++++ RECORDS TO USE ++++

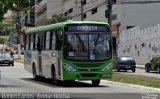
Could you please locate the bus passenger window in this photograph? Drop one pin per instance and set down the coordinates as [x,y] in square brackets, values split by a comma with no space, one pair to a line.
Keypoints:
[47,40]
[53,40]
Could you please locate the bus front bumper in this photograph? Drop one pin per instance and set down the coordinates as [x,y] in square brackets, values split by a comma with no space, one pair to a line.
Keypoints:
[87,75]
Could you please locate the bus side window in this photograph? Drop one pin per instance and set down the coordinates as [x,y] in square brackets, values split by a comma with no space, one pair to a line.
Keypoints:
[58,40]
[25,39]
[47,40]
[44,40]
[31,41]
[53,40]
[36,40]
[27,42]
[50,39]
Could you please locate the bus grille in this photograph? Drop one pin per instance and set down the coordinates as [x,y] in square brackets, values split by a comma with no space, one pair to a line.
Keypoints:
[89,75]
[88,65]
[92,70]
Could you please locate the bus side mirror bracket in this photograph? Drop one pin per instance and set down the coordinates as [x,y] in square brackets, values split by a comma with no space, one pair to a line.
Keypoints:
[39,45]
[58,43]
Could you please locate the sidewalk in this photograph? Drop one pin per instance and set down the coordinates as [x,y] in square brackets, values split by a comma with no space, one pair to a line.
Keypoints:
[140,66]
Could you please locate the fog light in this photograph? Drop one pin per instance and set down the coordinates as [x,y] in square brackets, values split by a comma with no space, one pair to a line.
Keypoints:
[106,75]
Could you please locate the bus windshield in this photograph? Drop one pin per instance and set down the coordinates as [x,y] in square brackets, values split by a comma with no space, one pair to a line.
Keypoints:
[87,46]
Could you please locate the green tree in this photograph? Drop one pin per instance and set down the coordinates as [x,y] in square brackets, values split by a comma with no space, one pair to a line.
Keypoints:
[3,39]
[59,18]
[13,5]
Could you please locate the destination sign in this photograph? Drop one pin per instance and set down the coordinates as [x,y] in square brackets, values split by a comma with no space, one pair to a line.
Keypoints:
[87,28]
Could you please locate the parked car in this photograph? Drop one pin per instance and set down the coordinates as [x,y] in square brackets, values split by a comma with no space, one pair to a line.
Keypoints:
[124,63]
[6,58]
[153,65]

++++
++++ RECORDS TO USE ++++

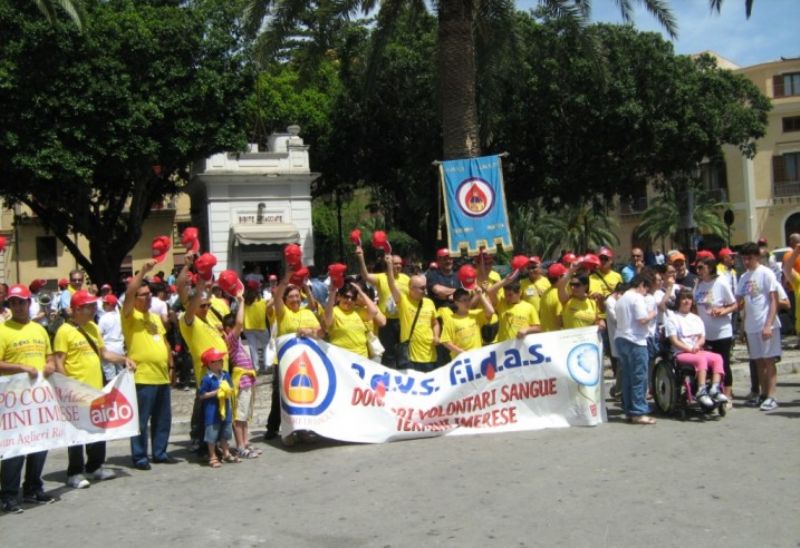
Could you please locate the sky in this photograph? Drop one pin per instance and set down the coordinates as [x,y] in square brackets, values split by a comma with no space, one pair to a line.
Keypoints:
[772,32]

++++
++++ RECORDS TO USE ++++

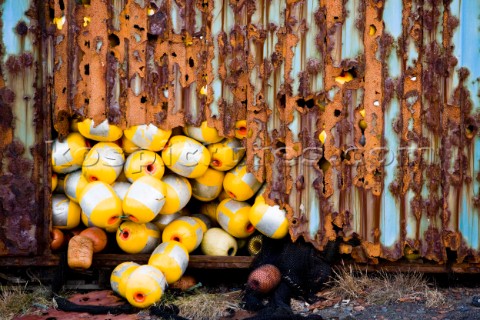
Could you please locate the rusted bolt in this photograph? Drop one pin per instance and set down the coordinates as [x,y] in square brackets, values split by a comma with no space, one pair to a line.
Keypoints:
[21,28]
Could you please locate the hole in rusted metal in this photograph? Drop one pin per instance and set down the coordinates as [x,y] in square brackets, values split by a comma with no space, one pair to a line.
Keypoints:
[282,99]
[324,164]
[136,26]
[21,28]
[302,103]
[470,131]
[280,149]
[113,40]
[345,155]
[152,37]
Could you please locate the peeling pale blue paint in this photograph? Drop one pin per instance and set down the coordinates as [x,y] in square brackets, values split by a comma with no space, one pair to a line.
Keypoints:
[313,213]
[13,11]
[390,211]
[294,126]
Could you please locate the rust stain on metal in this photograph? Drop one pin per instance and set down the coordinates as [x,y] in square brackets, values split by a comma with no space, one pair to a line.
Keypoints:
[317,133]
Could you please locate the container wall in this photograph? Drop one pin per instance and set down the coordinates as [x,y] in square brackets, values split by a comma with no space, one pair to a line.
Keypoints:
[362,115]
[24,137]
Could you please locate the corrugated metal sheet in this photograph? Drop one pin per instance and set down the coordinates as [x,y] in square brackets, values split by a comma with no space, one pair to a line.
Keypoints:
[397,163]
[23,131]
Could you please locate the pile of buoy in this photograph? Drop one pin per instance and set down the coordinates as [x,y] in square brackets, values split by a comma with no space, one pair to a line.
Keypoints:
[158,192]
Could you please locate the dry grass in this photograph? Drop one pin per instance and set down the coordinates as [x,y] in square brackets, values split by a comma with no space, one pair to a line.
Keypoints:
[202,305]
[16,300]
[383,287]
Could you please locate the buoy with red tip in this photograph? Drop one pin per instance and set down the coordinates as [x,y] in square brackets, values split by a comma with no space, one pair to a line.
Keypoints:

++++

Pull every line containing "metal" from the material above.

Could you please locate the hole in rusted metal in this photograph? Drop one pin per instance and set down the coordinates as [x,y] in square brackets, values split by a comma with no space, one pair to a line.
Could you please locate the rust stain on metal in this photograph? Drop one pin per instance and set down the coordinates as [x,y] in square brackets, values split by a comma with no space, one pair to a line.
Could you please locate the corrugated metal sheet in this photograph? Drop one pin per instance and set down the coordinates as [x,y] in square brackets, values split by a comma with no space, one pair to a line.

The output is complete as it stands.